Task to carry out
With the line containing "Phrase: floodwater" as the starting point, output every line of the data below through its final line, character for character.
-- Opening Marker --
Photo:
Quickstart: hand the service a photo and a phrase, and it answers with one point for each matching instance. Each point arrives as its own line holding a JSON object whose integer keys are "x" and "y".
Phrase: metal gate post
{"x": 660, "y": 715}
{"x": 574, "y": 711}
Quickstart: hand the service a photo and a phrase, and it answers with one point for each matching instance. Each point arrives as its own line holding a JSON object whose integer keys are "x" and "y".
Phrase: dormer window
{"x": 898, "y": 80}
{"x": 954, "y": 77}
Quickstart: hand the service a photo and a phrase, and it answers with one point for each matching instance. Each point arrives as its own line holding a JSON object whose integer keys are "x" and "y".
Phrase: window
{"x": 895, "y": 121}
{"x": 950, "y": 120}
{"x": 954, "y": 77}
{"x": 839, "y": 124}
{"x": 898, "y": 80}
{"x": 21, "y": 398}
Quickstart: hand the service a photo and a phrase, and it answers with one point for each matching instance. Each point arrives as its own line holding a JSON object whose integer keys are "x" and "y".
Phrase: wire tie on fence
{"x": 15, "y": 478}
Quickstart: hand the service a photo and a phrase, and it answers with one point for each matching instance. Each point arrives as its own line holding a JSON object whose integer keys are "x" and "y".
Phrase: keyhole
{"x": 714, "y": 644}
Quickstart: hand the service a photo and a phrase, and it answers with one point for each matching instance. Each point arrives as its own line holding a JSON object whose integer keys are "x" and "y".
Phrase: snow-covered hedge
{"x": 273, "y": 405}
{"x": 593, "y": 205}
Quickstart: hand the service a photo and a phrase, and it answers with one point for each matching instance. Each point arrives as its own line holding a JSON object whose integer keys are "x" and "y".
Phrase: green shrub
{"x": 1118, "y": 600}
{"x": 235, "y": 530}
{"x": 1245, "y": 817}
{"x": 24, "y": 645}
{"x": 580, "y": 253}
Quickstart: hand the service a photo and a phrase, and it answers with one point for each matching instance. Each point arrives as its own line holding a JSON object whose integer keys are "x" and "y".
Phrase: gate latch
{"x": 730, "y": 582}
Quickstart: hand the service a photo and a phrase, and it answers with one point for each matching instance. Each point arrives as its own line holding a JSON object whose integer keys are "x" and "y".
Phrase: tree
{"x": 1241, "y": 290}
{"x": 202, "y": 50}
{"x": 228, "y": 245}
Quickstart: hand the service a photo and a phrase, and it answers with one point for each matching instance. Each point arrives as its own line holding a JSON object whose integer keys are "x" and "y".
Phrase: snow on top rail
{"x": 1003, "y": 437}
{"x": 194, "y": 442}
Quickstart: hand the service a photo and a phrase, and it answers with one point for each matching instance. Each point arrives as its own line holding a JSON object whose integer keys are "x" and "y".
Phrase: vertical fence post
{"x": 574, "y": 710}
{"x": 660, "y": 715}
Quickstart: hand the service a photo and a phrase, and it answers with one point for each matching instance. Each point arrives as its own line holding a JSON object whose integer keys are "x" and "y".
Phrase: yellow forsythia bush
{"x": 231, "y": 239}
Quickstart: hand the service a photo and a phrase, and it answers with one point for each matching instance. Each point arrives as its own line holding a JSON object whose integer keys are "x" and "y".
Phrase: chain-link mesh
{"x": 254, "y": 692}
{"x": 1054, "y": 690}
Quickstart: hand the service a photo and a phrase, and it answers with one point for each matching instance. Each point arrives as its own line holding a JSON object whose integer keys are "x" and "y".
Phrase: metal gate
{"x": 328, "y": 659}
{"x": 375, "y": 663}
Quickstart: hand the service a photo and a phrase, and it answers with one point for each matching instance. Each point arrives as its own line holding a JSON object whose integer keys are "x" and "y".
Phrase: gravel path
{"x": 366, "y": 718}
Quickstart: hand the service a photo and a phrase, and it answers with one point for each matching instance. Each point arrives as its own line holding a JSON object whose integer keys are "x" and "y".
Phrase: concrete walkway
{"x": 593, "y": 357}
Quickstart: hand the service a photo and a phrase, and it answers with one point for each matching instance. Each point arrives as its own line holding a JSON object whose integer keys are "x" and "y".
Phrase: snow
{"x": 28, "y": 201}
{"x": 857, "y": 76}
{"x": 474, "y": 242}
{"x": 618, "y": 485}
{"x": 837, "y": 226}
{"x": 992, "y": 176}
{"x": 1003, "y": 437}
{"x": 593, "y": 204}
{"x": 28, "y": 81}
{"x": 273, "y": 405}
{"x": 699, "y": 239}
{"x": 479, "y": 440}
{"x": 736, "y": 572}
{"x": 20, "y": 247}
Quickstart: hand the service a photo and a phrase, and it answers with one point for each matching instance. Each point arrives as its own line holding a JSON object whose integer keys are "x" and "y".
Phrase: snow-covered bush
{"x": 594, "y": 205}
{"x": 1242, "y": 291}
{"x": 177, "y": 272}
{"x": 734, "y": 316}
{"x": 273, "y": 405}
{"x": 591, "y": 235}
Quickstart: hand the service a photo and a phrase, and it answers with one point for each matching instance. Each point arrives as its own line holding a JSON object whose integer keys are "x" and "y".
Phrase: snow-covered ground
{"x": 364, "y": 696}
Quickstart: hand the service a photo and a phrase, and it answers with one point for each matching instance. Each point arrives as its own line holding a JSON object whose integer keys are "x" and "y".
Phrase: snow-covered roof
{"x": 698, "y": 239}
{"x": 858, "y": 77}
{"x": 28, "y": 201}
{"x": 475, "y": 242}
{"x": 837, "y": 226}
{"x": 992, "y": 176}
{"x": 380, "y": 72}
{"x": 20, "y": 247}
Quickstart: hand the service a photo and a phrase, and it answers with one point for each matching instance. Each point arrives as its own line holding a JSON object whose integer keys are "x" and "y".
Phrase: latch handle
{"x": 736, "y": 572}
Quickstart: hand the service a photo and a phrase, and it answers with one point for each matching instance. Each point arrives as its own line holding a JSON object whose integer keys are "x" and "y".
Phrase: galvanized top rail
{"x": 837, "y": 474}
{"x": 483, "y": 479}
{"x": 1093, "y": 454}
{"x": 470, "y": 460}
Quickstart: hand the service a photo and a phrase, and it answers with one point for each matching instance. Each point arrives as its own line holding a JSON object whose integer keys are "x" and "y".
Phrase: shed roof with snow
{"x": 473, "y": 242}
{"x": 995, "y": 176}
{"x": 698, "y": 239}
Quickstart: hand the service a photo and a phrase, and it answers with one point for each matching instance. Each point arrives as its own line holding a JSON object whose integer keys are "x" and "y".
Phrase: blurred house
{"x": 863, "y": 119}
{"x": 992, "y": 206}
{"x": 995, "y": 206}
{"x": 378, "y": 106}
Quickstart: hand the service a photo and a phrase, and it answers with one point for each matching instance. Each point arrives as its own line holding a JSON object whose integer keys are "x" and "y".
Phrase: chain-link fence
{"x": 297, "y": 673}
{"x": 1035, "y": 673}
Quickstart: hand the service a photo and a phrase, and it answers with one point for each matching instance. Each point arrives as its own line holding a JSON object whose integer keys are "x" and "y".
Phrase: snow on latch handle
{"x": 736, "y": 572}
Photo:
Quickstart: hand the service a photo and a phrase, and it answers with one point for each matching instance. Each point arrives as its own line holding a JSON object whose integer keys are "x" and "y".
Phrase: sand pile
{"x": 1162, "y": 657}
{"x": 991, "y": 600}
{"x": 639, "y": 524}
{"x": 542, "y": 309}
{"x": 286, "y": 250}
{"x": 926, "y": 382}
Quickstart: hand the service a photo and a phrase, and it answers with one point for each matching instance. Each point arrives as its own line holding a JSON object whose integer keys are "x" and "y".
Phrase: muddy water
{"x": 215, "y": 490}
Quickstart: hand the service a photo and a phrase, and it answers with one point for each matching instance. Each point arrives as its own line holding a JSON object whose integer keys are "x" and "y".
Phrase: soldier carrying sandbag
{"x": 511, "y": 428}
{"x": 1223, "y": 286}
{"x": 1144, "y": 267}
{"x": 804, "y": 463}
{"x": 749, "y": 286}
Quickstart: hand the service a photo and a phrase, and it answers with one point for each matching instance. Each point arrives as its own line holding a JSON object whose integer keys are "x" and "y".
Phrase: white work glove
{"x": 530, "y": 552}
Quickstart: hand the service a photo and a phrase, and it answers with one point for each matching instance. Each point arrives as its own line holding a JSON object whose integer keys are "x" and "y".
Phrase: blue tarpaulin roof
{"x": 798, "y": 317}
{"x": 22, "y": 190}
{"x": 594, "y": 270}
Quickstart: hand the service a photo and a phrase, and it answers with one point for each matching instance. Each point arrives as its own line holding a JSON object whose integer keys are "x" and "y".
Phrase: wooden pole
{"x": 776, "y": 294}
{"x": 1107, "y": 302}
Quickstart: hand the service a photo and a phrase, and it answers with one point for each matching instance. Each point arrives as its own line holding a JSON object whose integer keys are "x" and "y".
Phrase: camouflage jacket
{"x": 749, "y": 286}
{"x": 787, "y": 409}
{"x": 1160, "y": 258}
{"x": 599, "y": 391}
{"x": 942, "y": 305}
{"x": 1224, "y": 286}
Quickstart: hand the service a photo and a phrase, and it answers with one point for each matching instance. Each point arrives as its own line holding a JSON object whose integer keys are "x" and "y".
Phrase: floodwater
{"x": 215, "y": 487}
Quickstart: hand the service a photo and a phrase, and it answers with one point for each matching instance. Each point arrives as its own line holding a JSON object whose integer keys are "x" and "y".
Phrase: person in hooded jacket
-- Closing Marker --
Answer to this task
Phrase: floodwater
{"x": 215, "y": 487}
Quickstart: hand the service a photo and a phrase, and it answers with one point for each matching instance. Each point arrives as its own line holding a JSON object whose integer keys are "x" and "y".
Phrase: person in hooded jacket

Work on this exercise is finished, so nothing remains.